» **Exercise goal**
Copy the data below line for line, with no changes.

» **Records provided**
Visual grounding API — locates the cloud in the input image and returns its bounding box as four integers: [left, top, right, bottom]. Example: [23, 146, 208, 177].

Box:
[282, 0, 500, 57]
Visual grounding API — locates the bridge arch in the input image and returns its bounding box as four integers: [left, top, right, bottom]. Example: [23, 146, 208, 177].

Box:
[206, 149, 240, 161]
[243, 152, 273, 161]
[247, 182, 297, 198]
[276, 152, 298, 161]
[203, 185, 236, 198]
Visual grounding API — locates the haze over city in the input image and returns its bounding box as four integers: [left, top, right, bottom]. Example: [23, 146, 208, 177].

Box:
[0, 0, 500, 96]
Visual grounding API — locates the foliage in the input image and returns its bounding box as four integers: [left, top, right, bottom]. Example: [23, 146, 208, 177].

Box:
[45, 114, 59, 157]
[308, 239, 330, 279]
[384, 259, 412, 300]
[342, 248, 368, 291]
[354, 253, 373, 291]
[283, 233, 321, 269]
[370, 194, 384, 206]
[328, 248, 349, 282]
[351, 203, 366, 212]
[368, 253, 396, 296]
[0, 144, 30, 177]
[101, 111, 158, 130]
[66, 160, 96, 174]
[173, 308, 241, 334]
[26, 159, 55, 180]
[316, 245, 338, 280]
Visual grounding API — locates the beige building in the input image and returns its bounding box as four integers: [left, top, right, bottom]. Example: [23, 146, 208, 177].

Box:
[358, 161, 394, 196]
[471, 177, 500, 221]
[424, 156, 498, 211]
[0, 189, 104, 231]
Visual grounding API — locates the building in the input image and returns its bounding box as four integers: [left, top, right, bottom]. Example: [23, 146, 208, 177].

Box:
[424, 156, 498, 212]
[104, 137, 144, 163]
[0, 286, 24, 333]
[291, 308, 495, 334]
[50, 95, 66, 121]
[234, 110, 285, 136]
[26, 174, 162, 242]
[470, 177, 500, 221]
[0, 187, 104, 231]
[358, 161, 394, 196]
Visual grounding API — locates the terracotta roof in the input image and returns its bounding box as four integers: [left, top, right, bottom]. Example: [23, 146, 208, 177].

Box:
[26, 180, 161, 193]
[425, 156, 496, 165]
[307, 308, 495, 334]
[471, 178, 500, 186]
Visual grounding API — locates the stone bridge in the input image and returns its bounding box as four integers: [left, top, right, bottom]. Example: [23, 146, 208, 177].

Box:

» **Solution**
Visual grounding API — locates the cloud in the input image and returns its bounding box as four integers: [left, top, right, bottom]. Example: [23, 146, 208, 177].

Box:
[282, 0, 500, 57]
Visual grounding API — locates the bridge arch in the input image and returns its bounding box as four integers: [left, top, right, bottom]. Example: [23, 146, 208, 177].

Box:
[206, 149, 240, 161]
[243, 152, 273, 161]
[247, 182, 297, 198]
[276, 152, 298, 161]
[203, 185, 236, 198]
Visual grounding API — locates the haze over city in the input image and returns its bounding box as four integers: [left, top, right, bottom]. Example: [23, 146, 208, 177].

Box:
[0, 0, 500, 96]
Visual grounding API — locates the foliage in the input image and returns its bounding box as four integers: [left, top, right, bottom]. Example: [23, 146, 208, 177].

Box:
[45, 114, 59, 157]
[308, 239, 330, 279]
[384, 259, 412, 300]
[342, 248, 368, 291]
[354, 253, 373, 291]
[283, 233, 321, 269]
[370, 194, 384, 206]
[328, 248, 349, 282]
[351, 203, 366, 212]
[368, 253, 396, 296]
[0, 144, 30, 177]
[101, 111, 158, 130]
[66, 160, 96, 174]
[173, 308, 241, 334]
[26, 159, 55, 180]
[316, 245, 338, 280]
Visual grounding API — locates the beige building in the input image and returns its bounding box as four integers: [left, top, right, bottom]. Example: [23, 146, 208, 177].

Box:
[358, 161, 394, 196]
[471, 177, 500, 221]
[424, 156, 498, 211]
[0, 189, 104, 231]
Visual grounding API — locates the building in the input image and returns its bounding box as four integers: [left, top, right, bottom]. Example: [23, 146, 208, 177].

Box:
[424, 156, 498, 212]
[104, 137, 144, 163]
[0, 286, 24, 333]
[291, 308, 495, 334]
[50, 95, 66, 121]
[234, 110, 285, 136]
[26, 174, 162, 242]
[470, 177, 500, 221]
[0, 187, 104, 231]
[358, 161, 394, 196]
Visual grounding API — locates the terracotta roof in the input image and returns its bounding box as four integers: [left, top, right, bottom]. Example: [23, 146, 208, 177].

Box:
[26, 180, 161, 193]
[425, 156, 496, 165]
[307, 308, 495, 334]
[471, 178, 500, 186]
Visual grounding API — locates the stone bridge in the input image and returns its bounding box as four integers: [left, top, right, bottom]. Example: [23, 146, 208, 177].

Box:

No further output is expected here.